GOAL: In the online discussion about doping in cycling, which Latin word is given as the source of "risible"?

SELECTED EXCERPT:
-- BEGIN --
Proabably better for and afer for riders than the current mess where
the majority feel the need to dope to compete, but are having to do it
themselves or with quacks.
Lot's of reasonable thoughts got lost in Brian's crusade against
Lance and everyone who has every even met him.
Bill C
 
On 26 May 2007 14:09:11 -0700, "[email protected]" <[email protected]>
wrote:

>On May 26, 11:45 am, RonSonic <[email protected]> wrote:
>> "Risible." From the Latin "ris" for laugh - the root word of ridicule and
>> derision.

>
>Thank you. I knew, as soon as I popped "send", I would be called into
>account for leaving the hyphen out, between ision and able.


Oh, it certainly was clear without a hyphen.

>However, my intent in posting was not based on "laughter" but on
>"laffer". Hidden protocols ("get me a positive reader"), personal
>vendettas, bad rules, worse enforcement-- none of that is very funny.
>Like having an apparent deep and real hatred for someone you've never
>met; who, at worst, might only have been doing the same as everyone
>else, if being more successful at it... because he saluted too
>vigorously when he won some stupid bicycle race? (just guessing,
>there) --D-y


Risible is good for that. While it just means laughable it doesn't mean funny as
much as that it should be laughed at as ridiculous and bordering on
contemptable. A sort of one snort laugh. You know like the guys who say you can
tell the dopers by either their super human consistency or by their super human
recovery from having a bad day.

Ron
 
On May 25, 7:02 pm, Ryan Cousineau <[email protected]> wrote:
> "B. Lafferty" <[email protected]> wrote:
>
> > I wonder how you would feel if you raced clean and lost Olympic Gold or the
> > Tour to a doper. I'd want justice and the medal.

>
> And it pains me to admit it, but Brian's not only right, he's probably
> been right about doping prevalence more often than most people in this
> group.
>
> About the worst thing you can say about WADA-world is that it's a
> McCarthyite witch hunt. Overzealous, willing to transgress the
> principles it claims to get to its targets. And like McCarthy, the
> witches it's hunting are mostly real.
>
> I can't remember who keeps quoting "it's possible to frame a guilty
> man," but all I think of a lot of the time is a quote by Kissinger:
> can't they both lose?
-- END --
SUPPLIED ENTRIES:
-- BEGIN --
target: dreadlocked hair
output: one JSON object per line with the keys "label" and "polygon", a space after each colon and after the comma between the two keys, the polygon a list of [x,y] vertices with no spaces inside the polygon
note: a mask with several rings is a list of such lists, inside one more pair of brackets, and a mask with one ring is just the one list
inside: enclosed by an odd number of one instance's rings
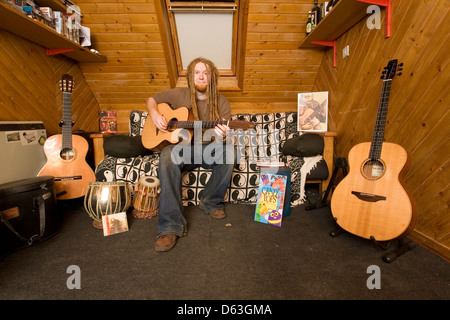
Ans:
{"label": "dreadlocked hair", "polygon": [[206,104],[209,106],[209,120],[219,119],[219,109],[218,109],[218,90],[217,83],[219,79],[219,71],[217,70],[214,63],[205,58],[196,58],[191,61],[187,67],[187,82],[188,87],[191,91],[191,107],[192,114],[195,120],[199,120],[197,102],[196,102],[196,92],[195,92],[195,82],[194,82],[194,70],[195,65],[202,62],[208,70],[208,86],[206,88]]}

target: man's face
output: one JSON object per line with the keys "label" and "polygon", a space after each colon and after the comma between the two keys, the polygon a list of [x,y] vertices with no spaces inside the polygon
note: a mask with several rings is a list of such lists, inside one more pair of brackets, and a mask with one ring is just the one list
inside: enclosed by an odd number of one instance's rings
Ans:
{"label": "man's face", "polygon": [[200,92],[205,92],[208,87],[208,68],[203,62],[199,62],[194,68],[194,84],[195,89]]}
-- END --
THE OUTPUT: "Ris," meaning laugh.